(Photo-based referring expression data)

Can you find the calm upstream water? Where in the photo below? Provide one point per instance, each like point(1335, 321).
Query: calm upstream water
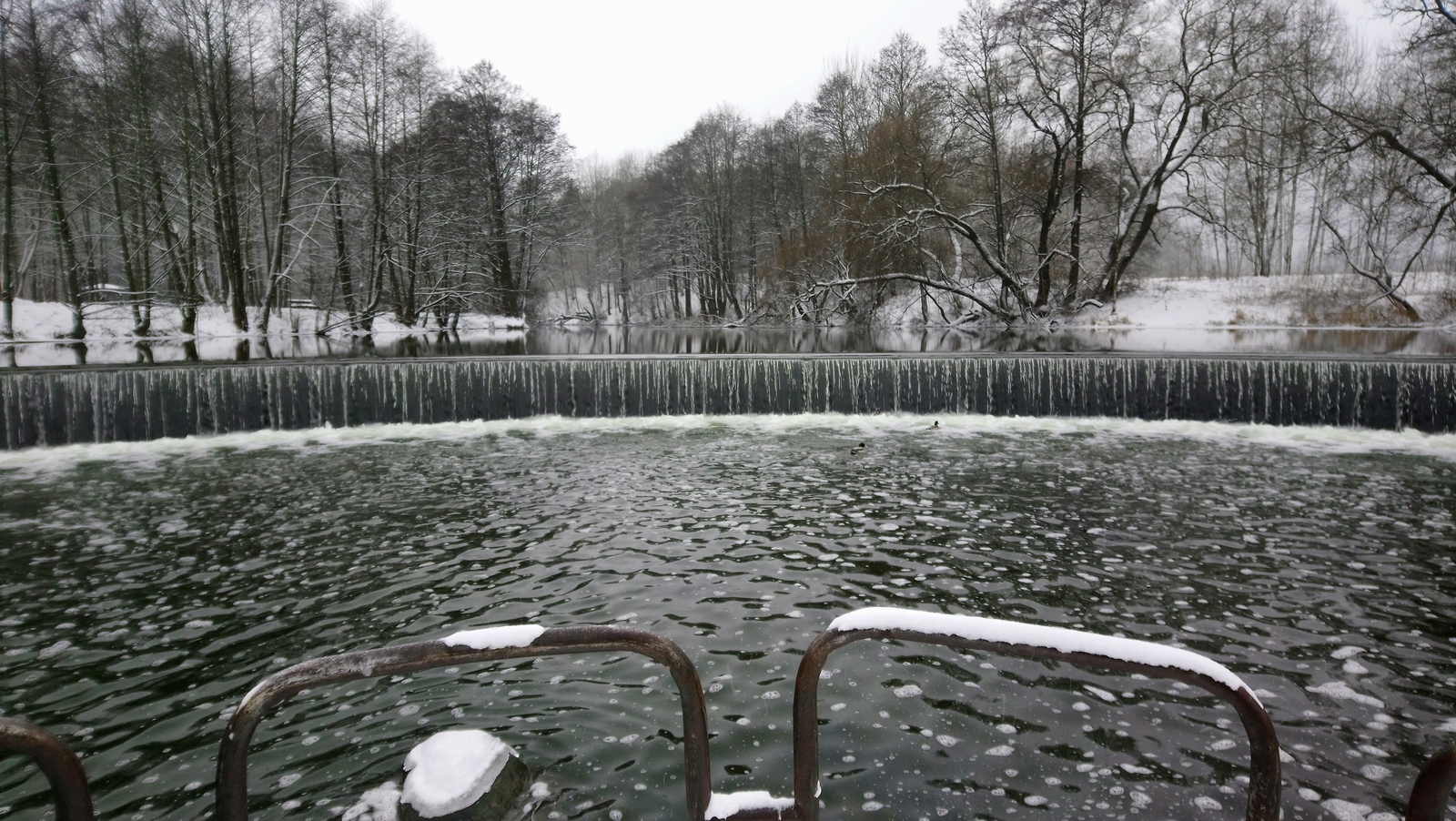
point(147, 587)
point(612, 341)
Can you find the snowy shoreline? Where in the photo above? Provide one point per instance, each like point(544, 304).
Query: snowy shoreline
point(1276, 303)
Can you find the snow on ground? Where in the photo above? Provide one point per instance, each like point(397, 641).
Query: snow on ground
point(1318, 300)
point(47, 322)
point(1322, 300)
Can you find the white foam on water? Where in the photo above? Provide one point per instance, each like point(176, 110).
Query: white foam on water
point(1321, 440)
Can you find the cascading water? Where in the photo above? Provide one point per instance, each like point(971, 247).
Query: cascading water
point(63, 407)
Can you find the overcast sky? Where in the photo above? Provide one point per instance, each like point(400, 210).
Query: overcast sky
point(635, 75)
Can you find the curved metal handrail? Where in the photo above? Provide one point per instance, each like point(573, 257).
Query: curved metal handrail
point(232, 762)
point(57, 760)
point(1433, 788)
point(1264, 766)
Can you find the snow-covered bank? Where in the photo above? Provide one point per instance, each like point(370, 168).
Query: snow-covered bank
point(1315, 301)
point(48, 322)
point(1324, 300)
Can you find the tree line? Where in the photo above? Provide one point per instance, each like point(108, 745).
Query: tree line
point(312, 155)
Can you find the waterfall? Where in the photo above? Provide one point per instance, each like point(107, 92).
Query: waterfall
point(84, 405)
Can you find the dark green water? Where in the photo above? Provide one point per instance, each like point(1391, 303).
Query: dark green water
point(147, 587)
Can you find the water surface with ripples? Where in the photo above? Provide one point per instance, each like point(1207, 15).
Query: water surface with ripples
point(149, 585)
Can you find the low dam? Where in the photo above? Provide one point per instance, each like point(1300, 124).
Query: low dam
point(56, 407)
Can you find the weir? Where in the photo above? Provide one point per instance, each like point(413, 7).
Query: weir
point(136, 403)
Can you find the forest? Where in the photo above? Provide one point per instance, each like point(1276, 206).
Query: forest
point(315, 155)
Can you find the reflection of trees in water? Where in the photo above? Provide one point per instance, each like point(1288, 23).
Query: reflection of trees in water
point(753, 341)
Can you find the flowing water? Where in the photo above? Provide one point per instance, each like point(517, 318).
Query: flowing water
point(615, 341)
point(147, 587)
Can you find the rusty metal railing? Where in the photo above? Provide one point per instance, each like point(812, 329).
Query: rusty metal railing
point(232, 762)
point(60, 765)
point(72, 794)
point(1264, 767)
point(1433, 788)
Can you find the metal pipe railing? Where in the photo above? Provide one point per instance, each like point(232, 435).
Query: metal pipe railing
point(72, 794)
point(1433, 788)
point(60, 765)
point(232, 760)
point(1264, 766)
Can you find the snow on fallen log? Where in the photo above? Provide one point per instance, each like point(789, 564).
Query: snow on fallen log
point(1060, 639)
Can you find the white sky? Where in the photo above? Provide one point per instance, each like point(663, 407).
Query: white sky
point(637, 75)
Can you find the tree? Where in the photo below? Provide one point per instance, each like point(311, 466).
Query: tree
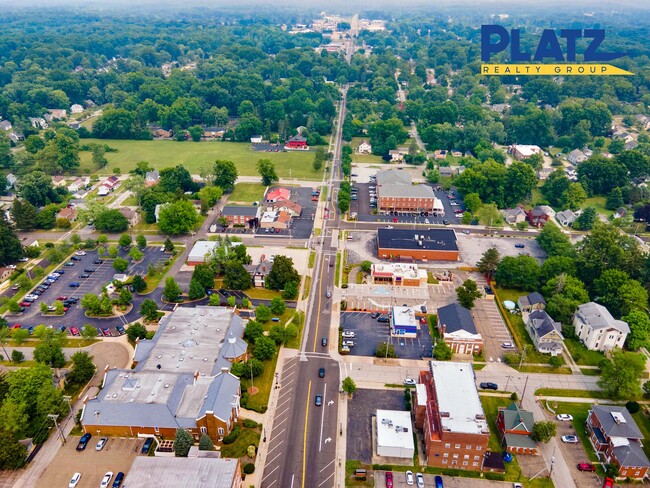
point(544, 431)
point(172, 291)
point(348, 385)
point(621, 375)
point(278, 306)
point(489, 262)
point(262, 313)
point(264, 348)
point(183, 441)
point(120, 265)
point(467, 293)
point(266, 169)
point(177, 218)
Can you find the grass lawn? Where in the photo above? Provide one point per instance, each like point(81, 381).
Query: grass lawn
point(195, 155)
point(247, 193)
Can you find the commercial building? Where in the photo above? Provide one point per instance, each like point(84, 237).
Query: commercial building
point(180, 379)
point(417, 245)
point(398, 274)
point(597, 329)
point(403, 322)
point(456, 327)
point(454, 427)
point(395, 434)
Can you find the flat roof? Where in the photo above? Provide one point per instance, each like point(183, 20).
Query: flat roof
point(394, 429)
point(173, 472)
point(432, 239)
point(458, 402)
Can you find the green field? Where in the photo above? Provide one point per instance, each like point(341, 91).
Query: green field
point(196, 155)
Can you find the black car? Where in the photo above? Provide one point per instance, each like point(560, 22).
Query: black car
point(83, 442)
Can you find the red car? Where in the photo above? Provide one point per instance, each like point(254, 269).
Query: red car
point(389, 479)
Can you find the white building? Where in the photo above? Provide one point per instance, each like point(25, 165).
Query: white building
point(597, 329)
point(395, 434)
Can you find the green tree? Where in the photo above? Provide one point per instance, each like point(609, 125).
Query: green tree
point(183, 441)
point(621, 375)
point(544, 431)
point(468, 293)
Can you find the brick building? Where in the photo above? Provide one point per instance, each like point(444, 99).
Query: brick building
point(448, 408)
point(417, 245)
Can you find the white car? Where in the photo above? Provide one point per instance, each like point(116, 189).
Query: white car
point(409, 477)
point(106, 480)
point(74, 480)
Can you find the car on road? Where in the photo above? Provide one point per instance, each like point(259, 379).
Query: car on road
point(74, 480)
point(409, 477)
point(83, 442)
point(570, 439)
point(419, 480)
point(106, 480)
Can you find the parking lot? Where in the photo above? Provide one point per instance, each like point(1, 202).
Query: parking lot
point(369, 333)
point(118, 455)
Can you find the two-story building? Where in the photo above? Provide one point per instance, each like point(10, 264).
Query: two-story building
point(597, 329)
point(617, 440)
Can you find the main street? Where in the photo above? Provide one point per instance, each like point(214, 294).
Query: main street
point(302, 443)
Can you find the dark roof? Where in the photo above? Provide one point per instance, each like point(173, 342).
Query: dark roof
point(246, 210)
point(432, 239)
point(456, 317)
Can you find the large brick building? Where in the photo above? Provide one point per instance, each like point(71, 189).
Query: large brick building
point(448, 410)
point(417, 245)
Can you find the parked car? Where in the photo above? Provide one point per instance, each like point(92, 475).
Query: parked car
point(83, 442)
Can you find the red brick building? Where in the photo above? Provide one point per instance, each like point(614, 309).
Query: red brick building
point(448, 409)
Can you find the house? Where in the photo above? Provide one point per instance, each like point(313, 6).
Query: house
point(566, 217)
point(514, 215)
point(296, 142)
point(277, 195)
point(364, 148)
point(597, 329)
point(617, 440)
point(577, 156)
point(181, 379)
point(241, 214)
point(449, 411)
point(515, 426)
point(545, 333)
point(530, 302)
point(68, 213)
point(131, 215)
point(456, 327)
point(151, 178)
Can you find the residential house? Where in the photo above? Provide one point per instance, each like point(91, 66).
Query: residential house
point(68, 213)
point(617, 440)
point(530, 302)
point(545, 332)
point(597, 329)
point(456, 327)
point(364, 148)
point(514, 215)
point(515, 426)
point(577, 156)
point(451, 416)
point(566, 217)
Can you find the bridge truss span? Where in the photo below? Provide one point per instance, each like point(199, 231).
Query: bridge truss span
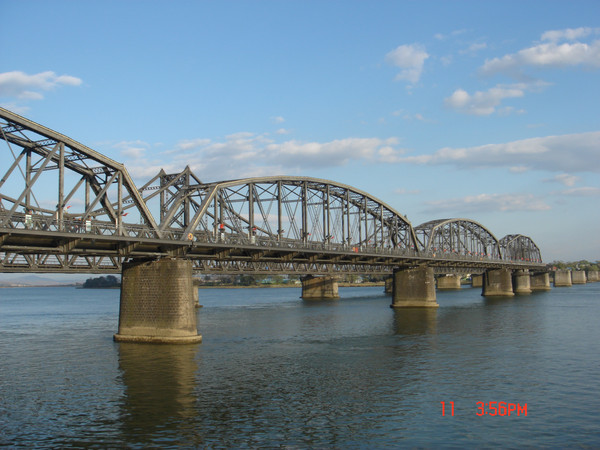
point(288, 210)
point(67, 208)
point(458, 237)
point(516, 247)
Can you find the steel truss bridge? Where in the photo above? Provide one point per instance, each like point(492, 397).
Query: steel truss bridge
point(67, 208)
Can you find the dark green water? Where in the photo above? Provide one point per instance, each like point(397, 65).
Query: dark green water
point(274, 371)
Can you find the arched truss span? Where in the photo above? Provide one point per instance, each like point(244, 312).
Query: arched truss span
point(516, 247)
point(285, 209)
point(61, 182)
point(457, 236)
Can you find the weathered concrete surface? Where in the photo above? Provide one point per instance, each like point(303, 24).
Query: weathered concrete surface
point(476, 280)
point(314, 288)
point(562, 278)
point(540, 282)
point(578, 277)
point(448, 282)
point(157, 304)
point(389, 285)
point(414, 288)
point(497, 283)
point(521, 281)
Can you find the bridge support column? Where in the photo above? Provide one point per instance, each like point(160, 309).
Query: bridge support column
point(195, 293)
point(497, 283)
point(414, 288)
point(157, 304)
point(448, 282)
point(389, 285)
point(476, 280)
point(314, 288)
point(562, 278)
point(521, 281)
point(578, 277)
point(540, 282)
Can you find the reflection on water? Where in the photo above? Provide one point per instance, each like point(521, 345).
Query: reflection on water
point(415, 321)
point(276, 371)
point(159, 382)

**Task description:** Say only how many lines above contain "below", with no other words.

**Response area:** 3